About this exercise | Would you please transcribe, exactly as written, the lines of the entries below starting at the one that holds "Could you point out the distant" and ending at the one that holds "Could you point out the white", both included?

Saved entries:
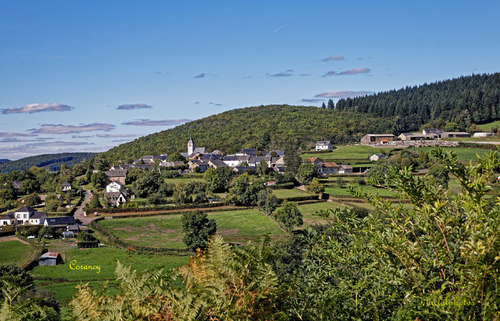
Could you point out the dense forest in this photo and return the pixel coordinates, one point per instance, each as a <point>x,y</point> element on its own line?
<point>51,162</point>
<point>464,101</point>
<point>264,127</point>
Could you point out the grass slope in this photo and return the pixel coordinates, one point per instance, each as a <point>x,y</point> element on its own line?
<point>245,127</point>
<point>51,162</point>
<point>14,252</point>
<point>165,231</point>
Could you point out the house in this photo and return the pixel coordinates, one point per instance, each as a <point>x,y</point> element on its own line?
...
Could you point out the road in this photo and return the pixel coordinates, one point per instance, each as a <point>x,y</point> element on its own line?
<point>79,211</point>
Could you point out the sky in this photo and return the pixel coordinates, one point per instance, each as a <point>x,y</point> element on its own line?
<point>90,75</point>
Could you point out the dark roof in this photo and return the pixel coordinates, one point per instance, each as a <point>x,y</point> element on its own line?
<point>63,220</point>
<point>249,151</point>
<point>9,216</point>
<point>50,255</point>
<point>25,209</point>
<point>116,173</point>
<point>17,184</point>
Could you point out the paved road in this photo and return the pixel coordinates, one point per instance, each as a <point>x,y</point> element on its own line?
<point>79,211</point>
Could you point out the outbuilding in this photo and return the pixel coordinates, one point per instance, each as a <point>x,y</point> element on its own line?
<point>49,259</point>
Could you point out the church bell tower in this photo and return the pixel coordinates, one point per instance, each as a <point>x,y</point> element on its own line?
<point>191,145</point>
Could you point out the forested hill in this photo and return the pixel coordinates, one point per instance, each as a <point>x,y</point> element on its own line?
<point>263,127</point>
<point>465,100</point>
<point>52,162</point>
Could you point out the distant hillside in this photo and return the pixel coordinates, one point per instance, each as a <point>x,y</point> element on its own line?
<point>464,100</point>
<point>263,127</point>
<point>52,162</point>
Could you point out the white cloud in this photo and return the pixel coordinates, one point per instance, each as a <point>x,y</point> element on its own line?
--
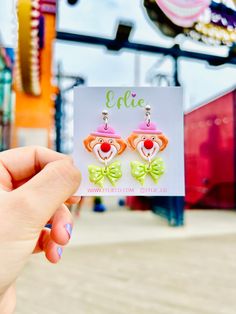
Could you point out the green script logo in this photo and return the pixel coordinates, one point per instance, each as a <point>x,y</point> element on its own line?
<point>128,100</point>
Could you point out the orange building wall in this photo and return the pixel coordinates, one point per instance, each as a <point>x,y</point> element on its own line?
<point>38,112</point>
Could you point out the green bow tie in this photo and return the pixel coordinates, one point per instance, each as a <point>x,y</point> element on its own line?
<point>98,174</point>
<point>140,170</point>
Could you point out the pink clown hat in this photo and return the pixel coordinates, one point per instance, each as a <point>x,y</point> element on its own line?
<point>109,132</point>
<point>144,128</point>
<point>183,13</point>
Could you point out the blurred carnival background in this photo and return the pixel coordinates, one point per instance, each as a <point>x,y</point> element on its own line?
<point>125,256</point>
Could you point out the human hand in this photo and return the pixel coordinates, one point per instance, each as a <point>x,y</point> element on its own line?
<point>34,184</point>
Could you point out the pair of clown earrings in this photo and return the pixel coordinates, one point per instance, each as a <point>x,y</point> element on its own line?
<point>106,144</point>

Task result |
Could you point out the distant hillside in this photo and return the pixel coordinates, one point per instance, each as a <point>x,y</point> element on its own line?
<point>464,100</point>
<point>263,127</point>
<point>52,162</point>
Could you point out the white cloud in this photo and return the pixel coordinates, one point per instance, each as a <point>x,y</point> element on its own line?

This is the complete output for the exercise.